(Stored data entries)

**********

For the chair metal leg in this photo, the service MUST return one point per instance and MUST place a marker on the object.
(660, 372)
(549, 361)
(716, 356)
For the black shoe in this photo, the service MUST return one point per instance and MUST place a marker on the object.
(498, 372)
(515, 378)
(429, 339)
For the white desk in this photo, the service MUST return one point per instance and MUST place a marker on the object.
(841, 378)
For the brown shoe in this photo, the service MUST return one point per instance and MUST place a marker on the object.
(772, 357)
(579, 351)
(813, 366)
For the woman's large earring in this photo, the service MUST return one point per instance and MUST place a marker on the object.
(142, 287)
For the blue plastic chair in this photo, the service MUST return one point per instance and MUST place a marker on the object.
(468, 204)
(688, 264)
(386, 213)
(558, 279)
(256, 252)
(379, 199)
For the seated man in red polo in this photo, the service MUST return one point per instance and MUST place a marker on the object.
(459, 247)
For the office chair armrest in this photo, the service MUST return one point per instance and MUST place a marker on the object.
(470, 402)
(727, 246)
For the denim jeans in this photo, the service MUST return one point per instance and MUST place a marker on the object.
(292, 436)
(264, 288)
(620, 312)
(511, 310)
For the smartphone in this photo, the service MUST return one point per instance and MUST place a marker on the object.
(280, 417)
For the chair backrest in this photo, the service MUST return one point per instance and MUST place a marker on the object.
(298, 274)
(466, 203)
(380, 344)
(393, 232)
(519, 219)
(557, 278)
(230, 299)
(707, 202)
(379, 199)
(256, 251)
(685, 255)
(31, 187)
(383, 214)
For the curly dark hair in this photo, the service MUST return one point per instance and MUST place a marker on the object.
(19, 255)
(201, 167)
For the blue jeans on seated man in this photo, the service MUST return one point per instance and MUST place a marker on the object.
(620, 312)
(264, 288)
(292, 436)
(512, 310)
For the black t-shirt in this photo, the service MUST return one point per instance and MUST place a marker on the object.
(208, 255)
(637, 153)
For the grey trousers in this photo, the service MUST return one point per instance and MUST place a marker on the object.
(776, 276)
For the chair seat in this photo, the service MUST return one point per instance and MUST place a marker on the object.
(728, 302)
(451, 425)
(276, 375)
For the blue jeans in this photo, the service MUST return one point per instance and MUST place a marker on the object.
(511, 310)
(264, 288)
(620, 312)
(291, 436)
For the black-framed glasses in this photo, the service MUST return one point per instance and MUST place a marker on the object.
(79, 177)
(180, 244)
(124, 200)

**********

**Exercise aim**
Each record above must be restated in full, word for word.

**Solution for this problem**
For the chair metal leg in this photo, the service MUST return one point per instance and MUST place a marker on the object.
(660, 372)
(549, 361)
(716, 356)
For the black shoe in this photo, the service MUST return one point per instance and MUST place a marker on the object.
(498, 372)
(515, 378)
(429, 339)
For the white desk in this photo, the service MUST return one point per instance and MUST place a marker on the object.
(841, 378)
For the brown shoe in this photo, the service MUST return one point per instance and MUST place a marker on the object.
(772, 357)
(579, 351)
(813, 366)
For the woman's large earring in this photo, the service MUST return one point per instance and MUST place a marker on the object.
(142, 287)
For the blue plastic chair in this photo, the service MUST return one point per instance and MUST place a marker on the object.
(468, 204)
(688, 264)
(386, 213)
(558, 279)
(256, 252)
(379, 199)
For the seated man in red polo in this photo, the service MUST return one point per instance and MUST place a marker on the object.
(459, 247)
For the office chair armrest in this photo, the service MUST return one point per instance and MUST place a marker on the object.
(470, 402)
(727, 246)
For the denim jeans in this photo, the service MUST return one point per instance and MUST place a marker on the object.
(292, 436)
(264, 288)
(620, 312)
(511, 310)
For the smartphone in this photo, the service MUST return one point per instance and MUST place a marker on the object.
(280, 417)
For the chair backrest in this photo, the service MUST return one point per instance and MUST place a marker on the object.
(298, 274)
(466, 203)
(380, 344)
(393, 232)
(519, 219)
(557, 278)
(230, 299)
(707, 202)
(379, 199)
(256, 251)
(685, 255)
(31, 187)
(383, 214)
For the curly dark hair in this photo, the service MUST return one point per instance and MUST place a marker on the object.
(19, 255)
(201, 167)
For the blue jeans on seated man in this photo, the service MUST return one point per instance and MUST place a marker on the object.
(620, 312)
(264, 288)
(292, 436)
(512, 310)
For the black t-shirt in this photo, the service MUST return one point per instance and MUST place a marker on the object.
(208, 255)
(637, 153)
For the grey trousers in this photo, the service MUST return one point per instance and MUST place a marker on the object.
(776, 276)
For the chair seat in this photo, the service MUST return one point per instance and MUST place a marker on the object.
(728, 302)
(451, 425)
(276, 375)
For the blue jeans in this photo, the service MUST return one point per instance and MUST place a marker on the object.
(511, 310)
(264, 288)
(620, 312)
(291, 436)
For the black-framed glasses in this photo, the service MUST return one point per instance and MUST place a marker on the object.
(79, 177)
(180, 244)
(124, 200)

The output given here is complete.